# start of GIVEN PASSAGE

Miroslav Volf proposes the radical idea that letting go of violent and traumatic memories—after a certain point and under certain conditions—may actually be the appropriate course of action.‍

Can one forget atrocities? Should one forgive abusers? Ought we not hope for the final reconciliation of all the wronged and all wrongdoers alike, even if it means spending eternity with perpetrators of evil? We live in an age when it is generally accepted that past wrongs - genocides, terrorist attacks, bald personal injustices - should be constantly remembered. But Miroslav Volf here proposes the radical idea that letting go of such memories - after a certain point and under certain conditions - may actually be the appropriate course of action.

Winner of the 2007 Christianity Today Book Award in Christianity and Culture

While agreeing with the claim that to remember a wrongdoing is to struggle against it, Volf notes that there are too many ways to remember wrongly, perpetuating the evil committed rather than guarding against it. In this way, the just sword of memory often severs the very good it seeks to defend. He argues that remembering rightly has implications not only for the individual but also for the wrongdoer and for the larger community.

Volf's personal stories of persecution offer a compelling backdrop for his search for theological resources to make memories a wellspring of healing rather than a source of deepening pain and animosity. Controversial, thoughtful, and incisively reasoned, The End of Memory begins a conversation hard to ignore.

Endorsements

"The End of Memory is a book that had to be written. From many quarters in present-day society comes the cry, 'Remember the wrongs done to you.' Miroslav Volf agrees with that cry but cogently argues that remembering wrongs can be done wrongly. With great learning and deep humane wisdom he reflects on how we can rightly remember the wrongs done to us. In all of Volf's writing, theology illuminates life and life illuminates theology. Here this two-way illumination is at its very brightest."

Nicholas Wolterstorff
— Yale University

"In this hauntingly autobiographical narrative, Miroslav Volf examines afresh the problems of abuse, memory, and reconciliation, and he concludes that memory, as such, cannot be adjusted to relieve our hurts. But forgetting, rightly understood, provides a healing balm. This is a book of profundity and wisdom, endowed with the authenticity of considerable personal suffering."

Sarah Coakley
— Harvard University

"Miroslav Volf, in reflecting on the vicissitudes of the late twentieth century, restores memory to its significant role in resolving conflict rather than in making ephemeral deals. In struggling with the question of hatred, he points to new directions in interfaith and interethnic dialogue, trust, and generosity at this early moment in the twenty-first century, already experienced as a time of eclipsed hope."

Hillel Levine
— International Institute for Mediation and Historical Conciliation

"This unique book brings light into the dark labyrinth of human memory of wrongs suffered. . . Miroslav Volf combines in an ingenious way his personal struggle with his own months-long interrogation as a Yugoslavian soldier under suspicion with probing psychological insights and theological reflections. His style is personal and inviting, and he is honest with himself and with God. This book is full of surprisingly novel and compelling insights. A masterpiece. . . I know of no psychological or theological book that is as gripping."

Jürgen Moltmann
— University of Tübingen

"Both Judaism and Christianity emphasize the importance of memory. Jews must remember the exodus; Christians the crucifixion. Miroslav Volf stresses the negative consequences of too much remembering — particularly remembering wrongs done to an individual or a group. When wrongs are never forgotten, they cannot be forgiven and they generate hatreds that survive forever. Nevertheless, this book does not ignore the danger of premature forgetting, which is as much a problem as excessive remembering. Volf skillfully weaves his own experience as a victim of persecution in communist Yugoslavia into his scholarly meditation. An interesting and challenging work."

# end of GIVEN PASSAGE

# [SET TASK A]
Retype the book description word for word, starting with "Winner of the" and going on through "hard to ignore.".

# start of DATA LISTING

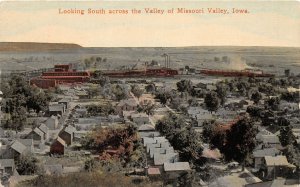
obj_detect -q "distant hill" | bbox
[0,42,82,52]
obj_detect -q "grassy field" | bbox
[0,47,300,74]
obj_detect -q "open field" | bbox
[0,47,300,74]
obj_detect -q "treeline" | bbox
[155,114,203,163]
[82,125,144,167]
[1,76,52,130]
[17,172,157,187]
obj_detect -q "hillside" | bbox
[0,42,82,52]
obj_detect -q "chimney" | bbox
[163,149,167,154]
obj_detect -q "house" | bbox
[195,113,213,127]
[73,131,89,141]
[188,107,210,118]
[263,156,296,179]
[143,136,168,147]
[201,146,222,163]
[17,138,34,153]
[245,178,300,187]
[108,115,124,123]
[59,125,76,145]
[26,127,45,141]
[253,148,280,169]
[75,117,103,130]
[0,127,5,138]
[76,90,89,99]
[147,167,161,180]
[261,135,281,148]
[50,137,67,155]
[58,98,72,109]
[44,164,64,175]
[44,116,58,130]
[116,99,138,115]
[153,152,179,166]
[138,124,155,132]
[1,140,28,159]
[75,108,87,118]
[0,159,15,177]
[39,123,49,141]
[122,110,136,120]
[139,131,160,138]
[163,162,191,180]
[131,113,150,125]
[48,103,66,116]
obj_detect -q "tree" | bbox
[220,117,257,170]
[131,84,144,100]
[204,91,220,112]
[142,101,155,115]
[216,83,227,105]
[155,114,203,162]
[202,120,216,143]
[251,91,262,104]
[87,86,100,98]
[155,91,169,105]
[277,116,290,126]
[176,79,192,96]
[247,106,263,118]
[112,84,127,101]
[145,84,156,93]
[279,125,296,146]
[265,97,280,110]
[16,155,38,175]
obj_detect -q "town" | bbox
[0,54,300,187]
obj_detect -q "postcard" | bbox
[0,0,300,187]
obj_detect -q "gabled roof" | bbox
[65,125,76,134]
[10,140,27,154]
[39,123,49,134]
[153,153,178,166]
[0,159,15,168]
[46,115,58,122]
[117,99,138,107]
[164,162,191,171]
[262,135,280,144]
[138,124,155,131]
[58,98,72,103]
[264,156,294,166]
[56,136,67,146]
[49,104,65,111]
[139,131,160,138]
[44,164,63,175]
[18,139,33,147]
[253,148,280,158]
[131,113,149,118]
[202,148,222,160]
[143,136,168,146]
[147,167,160,175]
[33,127,44,137]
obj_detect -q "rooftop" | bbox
[264,156,295,167]
[164,162,191,171]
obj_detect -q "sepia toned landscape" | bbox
[0,42,300,187]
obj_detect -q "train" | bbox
[200,69,275,77]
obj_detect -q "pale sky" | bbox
[0,1,300,47]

# end of DATA LISTING

# [SET TASK B]
Lay out the listing as a numbered list, starting with its first line and going on through the line with "[163,149,167,154]", both included. Skip blank lines, and leave the pictures out.

# [RESPONSE A]
Winner of the 2007 Christianity Today Book Award in Christianity and Culture

While agreeing with the claim that to remember a wrongdoing is to struggle against it, Volf notes that there are too many ways to remember wrongly, perpetuating the evil committed rather than guarding against it. In this way, the just sword of memory often severs the very good it seeks to defend. He argues that remembering rightly has implications not only for the individual but also for the wrongdoer and for the larger community.

Volf's personal stories of persecution offer a compelling backdrop for his search for theological resources to make memories a wellspring of healing rather than a source of deepening pain and animosity. Controversial, thoughtful, and incisively reasoned, The End of Memory begins a conversation hard to ignore.

# [RESPONSE B]
1. obj_detect -q "distant hill" | bbox
2. [0,42,82,52]
3. obj_detect -q "grassy field" | bbox
4. [0,47,300,74]
5. obj_detect -q "open field" | bbox
6. [0,47,300,74]
7. obj_detect -q "treeline" | bbox
8. [155,114,203,163]
9. [82,125,144,167]
10. [1,76,52,130]
11. [17,172,157,187]
12. obj_detect -q "hillside" | bbox
13. [0,42,82,52]
14. obj_detect -q "chimney" | bbox
15. [163,149,167,154]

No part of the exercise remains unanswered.